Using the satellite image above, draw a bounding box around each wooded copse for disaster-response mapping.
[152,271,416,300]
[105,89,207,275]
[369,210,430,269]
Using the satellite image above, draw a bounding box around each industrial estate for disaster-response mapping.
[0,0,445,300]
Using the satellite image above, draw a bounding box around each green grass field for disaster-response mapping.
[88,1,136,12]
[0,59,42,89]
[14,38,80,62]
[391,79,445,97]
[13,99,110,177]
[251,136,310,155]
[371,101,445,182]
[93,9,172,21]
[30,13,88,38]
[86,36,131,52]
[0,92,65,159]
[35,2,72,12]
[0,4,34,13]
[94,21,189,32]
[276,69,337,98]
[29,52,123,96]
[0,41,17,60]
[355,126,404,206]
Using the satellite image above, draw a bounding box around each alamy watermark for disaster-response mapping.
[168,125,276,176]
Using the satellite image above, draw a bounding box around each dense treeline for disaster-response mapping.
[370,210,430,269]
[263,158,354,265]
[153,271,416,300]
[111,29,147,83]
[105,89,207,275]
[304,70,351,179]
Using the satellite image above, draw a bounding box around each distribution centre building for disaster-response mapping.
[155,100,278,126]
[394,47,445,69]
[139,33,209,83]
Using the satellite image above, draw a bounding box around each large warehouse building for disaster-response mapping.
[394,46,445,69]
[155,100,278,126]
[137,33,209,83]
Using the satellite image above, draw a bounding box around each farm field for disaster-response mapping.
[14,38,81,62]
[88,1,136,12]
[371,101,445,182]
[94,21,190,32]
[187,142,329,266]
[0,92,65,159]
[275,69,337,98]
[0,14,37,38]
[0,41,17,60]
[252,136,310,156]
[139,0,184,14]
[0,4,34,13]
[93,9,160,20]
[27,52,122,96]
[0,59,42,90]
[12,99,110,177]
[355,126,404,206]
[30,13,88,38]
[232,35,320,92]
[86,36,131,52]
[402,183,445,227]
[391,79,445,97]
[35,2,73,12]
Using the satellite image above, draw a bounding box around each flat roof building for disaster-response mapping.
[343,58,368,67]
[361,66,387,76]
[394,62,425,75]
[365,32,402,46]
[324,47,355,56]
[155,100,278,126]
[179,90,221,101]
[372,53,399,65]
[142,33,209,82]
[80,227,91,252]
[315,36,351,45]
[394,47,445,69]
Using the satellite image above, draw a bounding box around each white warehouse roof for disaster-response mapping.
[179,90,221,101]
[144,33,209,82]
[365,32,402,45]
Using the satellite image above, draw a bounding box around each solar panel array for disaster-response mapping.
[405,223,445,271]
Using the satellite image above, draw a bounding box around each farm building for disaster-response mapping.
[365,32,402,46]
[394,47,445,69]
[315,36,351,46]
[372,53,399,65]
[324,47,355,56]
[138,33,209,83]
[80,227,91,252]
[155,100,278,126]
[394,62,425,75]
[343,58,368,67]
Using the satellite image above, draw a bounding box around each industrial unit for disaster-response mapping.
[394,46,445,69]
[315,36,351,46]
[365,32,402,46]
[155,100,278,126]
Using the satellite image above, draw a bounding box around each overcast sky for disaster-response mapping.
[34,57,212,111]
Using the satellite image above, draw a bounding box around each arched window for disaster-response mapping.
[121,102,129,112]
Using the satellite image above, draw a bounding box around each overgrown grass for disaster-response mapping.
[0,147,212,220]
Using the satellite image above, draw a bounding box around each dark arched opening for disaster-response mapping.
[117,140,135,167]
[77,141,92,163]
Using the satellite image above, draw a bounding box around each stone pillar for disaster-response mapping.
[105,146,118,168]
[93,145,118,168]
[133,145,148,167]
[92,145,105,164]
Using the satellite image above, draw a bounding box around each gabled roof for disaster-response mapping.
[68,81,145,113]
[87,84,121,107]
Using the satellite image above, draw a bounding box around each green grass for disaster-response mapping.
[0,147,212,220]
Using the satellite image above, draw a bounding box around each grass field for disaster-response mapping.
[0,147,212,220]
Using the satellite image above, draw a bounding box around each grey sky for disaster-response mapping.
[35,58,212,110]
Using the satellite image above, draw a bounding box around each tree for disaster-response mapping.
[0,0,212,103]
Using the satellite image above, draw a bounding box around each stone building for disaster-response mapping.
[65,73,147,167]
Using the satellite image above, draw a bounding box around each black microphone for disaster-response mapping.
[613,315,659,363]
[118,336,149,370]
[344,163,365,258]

**GIVEN INSTRUCTION:** Reproduce every one of the records above word for word, with each line unchanged.

**SOLUTION BELOW:**
Using the satellite image above, draw a bounding box around each wooded copse for disaster-response mapping.
[152,271,416,300]
[105,89,207,275]
[369,210,430,269]
Using the satellite image above, draw a bounding box around each industrial estate for disaster-response mapping.
[0,0,445,300]
Using the satellite image above, draw a bounding box around each green grass field for disaster-response mapping.
[88,1,136,12]
[0,59,42,89]
[14,38,80,62]
[391,79,445,97]
[13,99,110,177]
[251,136,310,155]
[371,101,445,182]
[93,9,172,21]
[30,13,88,38]
[86,36,131,52]
[0,92,65,159]
[35,2,72,12]
[0,4,34,13]
[94,21,189,32]
[276,69,337,98]
[29,52,123,96]
[0,41,17,60]
[355,126,404,206]
Using the satellite image above, draw a bounding box around each alamy watermark for disaster-response mapping.
[168,125,276,176]
Using the satellite image above, draw a bounding box around each dense treeline for disaster-response mapping.
[370,210,430,269]
[263,158,354,265]
[153,271,416,300]
[111,29,147,83]
[105,89,207,275]
[304,70,351,179]
Using the satellite image above, draw a bounding box around each distribution centre building for disaster-response mapping.
[155,100,278,126]
[394,47,445,69]
[139,33,209,83]
Using the satellite image above, draw a bounding box around each large warehouse building for disaster-response mapping.
[394,46,445,69]
[155,100,278,126]
[137,33,209,83]
Using the satellite image above, draw a bounding box around each farm field for disaster-response mapping.
[14,38,81,62]
[88,1,136,12]
[371,101,445,182]
[94,21,190,32]
[187,142,329,266]
[0,92,65,159]
[275,69,337,98]
[0,14,37,38]
[0,41,17,60]
[252,136,310,156]
[139,0,184,14]
[0,4,34,13]
[93,9,160,20]
[27,52,122,96]
[0,59,42,90]
[12,99,110,177]
[355,126,404,206]
[30,13,88,38]
[232,35,320,92]
[86,36,131,52]
[402,183,445,227]
[391,79,445,97]
[35,2,73,12]
Using the satellite image above, draw a bounding box around each flat roof building for disaster-response mapping.
[343,58,368,67]
[361,66,387,76]
[394,62,425,75]
[365,32,402,46]
[324,47,355,56]
[155,100,278,126]
[179,90,221,101]
[372,53,399,65]
[142,33,209,82]
[80,227,91,252]
[315,36,351,45]
[394,47,445,69]
Using the satellite image above, draw a bounding box around each white warehouse roof for disaster-response mapping.
[179,90,221,101]
[144,33,209,82]
[365,32,402,45]
Using the satellite image above, draw a bounding box around each solar panel array for disaster-response mapping.
[405,223,445,271]
Using the satellite image above, draw a bounding box around each farm building for disaster-response mapping.
[365,32,402,46]
[394,47,445,69]
[315,36,351,46]
[372,53,399,65]
[324,47,355,56]
[138,33,209,83]
[80,227,91,252]
[155,100,278,126]
[394,62,425,75]
[343,58,368,67]
Using the satellite image above, draw a bounding box around each industrial unit for disaster-response mapping.
[394,46,445,69]
[315,36,351,46]
[365,32,402,46]
[155,100,278,126]
Using the satellite image above, draw a bounding box around each overcast sky for disaster-response mapping.
[34,57,212,111]
Using the satellite image above, draw a bounding box around each arched window for disaster-response mapping.
[121,102,129,112]
Using the satellite image above, draw a bounding box around each overgrown grass for disaster-response mapping.
[0,147,212,220]
Using the satellite image above, draw a bounding box around each dark arched opening for disaster-response mapping.
[117,140,135,167]
[77,141,92,163]
Using the satellite image above, draw a bounding box around each stone pillar for disaster-response mapping.
[105,146,118,168]
[93,145,118,168]
[133,145,148,167]
[92,145,105,164]
Using the satellite image above, draw a bounding box around each gabled roof for disaster-response mapping.
[68,81,145,113]
[87,84,121,107]
Using the satellite image above, draw a bounding box around each green grass for disaster-response mapping.
[0,147,212,220]
Using the satellite image above, draw a bounding box around each grass field for disaster-response mapping.
[0,147,212,220]
Using the satellite image above, draw a bounding box around each grey sky for disaster-response mapping.
[35,58,212,110]
Using the satellite image above, draw a bounding box around each tree for disaster-response mapping.
[0,0,212,103]
Using the satellite image above, draw a bounding box around each stone building for disaster-response mapping.
[65,73,147,167]
Using the satellite image above, draw a bounding box around each black microphone for disaster-response mapping.
[613,315,659,363]
[118,336,149,370]
[344,163,365,258]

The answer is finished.